**Kutipan untuk dibaca:**
╭──
03 Januari 2013

Dinamika Penyiaran 2012 Refleksi Akhir Tahun KPI Pusat

Dinamika Penyiaran 2012

Siaran Pers Refleksi Akhir Tahun KPI Pusat

Siaran Pers

782/K/KPI/12/12

Tak terasa, perjalanan UU Nomor 32 Tahun 2002 tentang Penyiaran sudah memasuki usia 10 tahun. UU Penyiaran disahkan dan diundangkan pada tanggal 28 Desember 2002 pada saat presiden Indonesia dijabat Megawati Soekarnoputri. 10 Tahun bulanlah waktu yang sebentar dan diwarnai dengan dinamika yang membuat implementasi UU Penyiaran perlu direfleksikan.

Saat ini, UU Penyiaran ini sedang dalam proses perubahan di DPR, tepatnya Komisi I DPR RI. Perubahan UU Penyiaran yangdilakukan karena beberapa alasan, di antaranya tuntutan perubahan teknologi, posisi kelembagaan KPI, soal monopoli serta model bisnis penyiaran, tanggung jawab sosial media penyiaran dan masih rendahnya peran serta masyarakat dalam pengembangan dunia penyiaran.

Komisi Penyiaran Indonesia (KPI) Pusat menyampaikan laporan kepada publik mengenai kinerja KPI Pusat dalam menjalankan tugas dan kewenangannya di tahun 2012 dalam bidang Kelembagaan, Isi Siaran, dan Infrastruktur/Perizinan. Laporan ini disampaikan dalam Diskusi Publik Refleksi Akhir Tahun KPI yang diselenggarakan Jumat 28 Desember 2012 di Aula Gedung Bapeten Jakarta Pusat. Dialog publik ini mengambil tema "Dinamika Penyiaran Indonesia 2012 dan Refleksi 10 Tahun UU Penyiaran".
╰──
**Informasi yang diberikan:**
╭──
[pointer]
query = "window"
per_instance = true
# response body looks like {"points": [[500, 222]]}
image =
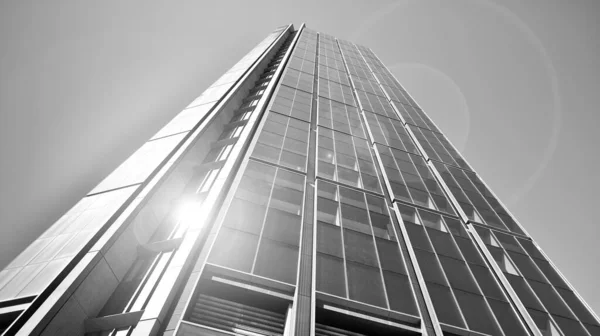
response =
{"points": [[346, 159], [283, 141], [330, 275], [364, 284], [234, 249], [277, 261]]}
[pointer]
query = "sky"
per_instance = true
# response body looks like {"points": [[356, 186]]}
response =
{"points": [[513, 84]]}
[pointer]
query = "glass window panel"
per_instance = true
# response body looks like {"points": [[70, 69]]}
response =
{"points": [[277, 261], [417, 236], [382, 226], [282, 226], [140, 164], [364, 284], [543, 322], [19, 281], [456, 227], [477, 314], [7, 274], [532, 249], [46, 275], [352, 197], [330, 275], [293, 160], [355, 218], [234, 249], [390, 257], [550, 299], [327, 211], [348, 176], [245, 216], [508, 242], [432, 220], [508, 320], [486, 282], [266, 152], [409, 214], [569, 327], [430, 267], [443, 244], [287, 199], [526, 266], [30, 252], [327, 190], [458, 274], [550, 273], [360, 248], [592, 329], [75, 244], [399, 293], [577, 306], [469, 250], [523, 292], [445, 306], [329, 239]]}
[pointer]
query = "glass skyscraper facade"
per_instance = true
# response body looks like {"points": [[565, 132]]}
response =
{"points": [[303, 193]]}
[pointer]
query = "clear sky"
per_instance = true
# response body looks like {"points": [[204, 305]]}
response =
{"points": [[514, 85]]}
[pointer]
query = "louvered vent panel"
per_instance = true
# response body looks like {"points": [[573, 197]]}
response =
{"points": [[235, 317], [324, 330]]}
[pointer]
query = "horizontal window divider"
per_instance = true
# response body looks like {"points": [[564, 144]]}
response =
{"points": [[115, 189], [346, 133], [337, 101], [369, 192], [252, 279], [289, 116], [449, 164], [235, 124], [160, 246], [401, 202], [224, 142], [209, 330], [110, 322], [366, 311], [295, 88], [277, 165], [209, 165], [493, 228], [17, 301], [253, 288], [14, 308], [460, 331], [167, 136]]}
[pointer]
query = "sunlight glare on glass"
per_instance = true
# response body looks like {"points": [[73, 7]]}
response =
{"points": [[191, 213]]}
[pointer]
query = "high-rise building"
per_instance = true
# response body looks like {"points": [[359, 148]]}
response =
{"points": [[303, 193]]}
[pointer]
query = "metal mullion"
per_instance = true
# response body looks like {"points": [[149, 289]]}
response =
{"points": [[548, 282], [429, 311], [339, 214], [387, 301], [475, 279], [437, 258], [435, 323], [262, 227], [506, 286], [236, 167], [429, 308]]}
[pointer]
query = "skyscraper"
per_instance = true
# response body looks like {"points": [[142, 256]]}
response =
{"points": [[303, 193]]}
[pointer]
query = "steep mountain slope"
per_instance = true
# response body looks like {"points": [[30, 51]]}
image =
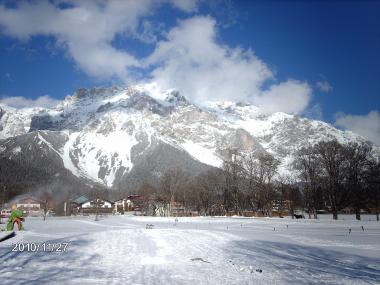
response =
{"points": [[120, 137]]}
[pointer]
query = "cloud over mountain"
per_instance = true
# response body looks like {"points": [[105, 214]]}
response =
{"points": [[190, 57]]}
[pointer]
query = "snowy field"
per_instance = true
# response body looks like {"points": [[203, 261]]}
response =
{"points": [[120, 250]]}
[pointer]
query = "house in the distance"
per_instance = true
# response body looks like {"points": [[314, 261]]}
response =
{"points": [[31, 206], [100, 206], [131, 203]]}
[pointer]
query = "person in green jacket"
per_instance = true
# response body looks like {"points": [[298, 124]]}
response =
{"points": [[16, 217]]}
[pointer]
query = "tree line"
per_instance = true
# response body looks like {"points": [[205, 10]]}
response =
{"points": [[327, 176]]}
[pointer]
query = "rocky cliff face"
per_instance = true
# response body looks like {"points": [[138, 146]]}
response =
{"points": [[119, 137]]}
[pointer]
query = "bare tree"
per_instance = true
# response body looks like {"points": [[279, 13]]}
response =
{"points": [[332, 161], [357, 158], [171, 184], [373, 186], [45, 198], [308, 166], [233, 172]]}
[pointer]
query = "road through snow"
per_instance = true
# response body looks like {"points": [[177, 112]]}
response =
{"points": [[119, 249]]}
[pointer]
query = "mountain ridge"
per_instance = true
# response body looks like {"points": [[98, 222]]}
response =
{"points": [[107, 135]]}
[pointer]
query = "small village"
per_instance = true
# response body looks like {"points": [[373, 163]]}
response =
╰──
**Tugas yang diberikan:** Lanjutkan siaran pers KPI Pusat tentang refleksi penyiaran tahun 2012, dimulai tepat setelah kalimat terakhirnya.

**Jawaban tugas ini:**
a. Bidang Kelembagaan

KPI Pusat mengembangkan dan menguatkan kemitraan dengan berbagai elemen masyarakat. Perjanjian kerjasama yang telah dilakukan pada tahun sebelumnya dikuatkan atau diperpanjang pada tahun ini, di samping penandatangan MoU dengan pihak-pihak baru yang dipandang perlu. Selama tahun 2012, KPI Pusat telah melakukan atau perpanjangan MoU dengan BKKBN, KIP, Polri,  Bawaslu.

KPI Pusat juga telah melakukan kerjasama dan koordinasi dengan Kemenkes terkait tayangan iklan kesehatan. KPI Pusat membentuk kaukus kesehatan di penyiaran yang beranggotakan Badan Pengawas Obat dan Makanan, Kementerian Kesehatan, Ikatan Dokter Indonesia, Ikatan Apoteker Indonesia, Dinas Kesehatan DKI Jakarta, dan Ikatan Naturopatis Indonesia (IKNI).

LIPI serta BMKG terkait siaran tanggap bencana dan early warning system bencana, khususnya tsunami. KPI Pusat bersama LIPI dan BMKG membuat modul untuk tanggap bencana tsunami dan turut serta dalam pelatihan untuk lembaga penyiaran, di lembaga penyiaran RRI Jakarta dan MetroTV.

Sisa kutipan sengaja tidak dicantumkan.